**Work task:** From the records that follow, copy every line in which "instance" appears.

**Source data:**
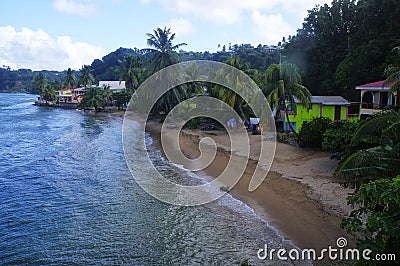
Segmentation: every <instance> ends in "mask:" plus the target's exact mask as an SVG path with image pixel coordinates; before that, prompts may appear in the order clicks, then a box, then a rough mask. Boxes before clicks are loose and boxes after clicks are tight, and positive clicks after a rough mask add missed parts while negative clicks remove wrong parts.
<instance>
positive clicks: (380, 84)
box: [356, 80, 393, 90]
mask: <svg viewBox="0 0 400 266" xmlns="http://www.w3.org/2000/svg"><path fill="white" fill-rule="evenodd" d="M384 83H385V81H384V80H381V81H376V82H371V83H367V84H364V85H359V86H357V87H356V90H389V89H390V87H391V86H392V85H393V83H388V84H386V85H385V86H384V85H383V84H384Z"/></svg>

**Answer to the problem:**
Segmentation: every <instance> ends in "mask:" plus the target's exact mask as an SVG path with image pixel coordinates; before that, prompts may appear in the order clicks, then a box, then a rough mask. Boxes before clicks are loose and boxes after clicks are tight, and positive clicks after a rough mask add missed parts while negative clicks remove wrong parts.
<instance>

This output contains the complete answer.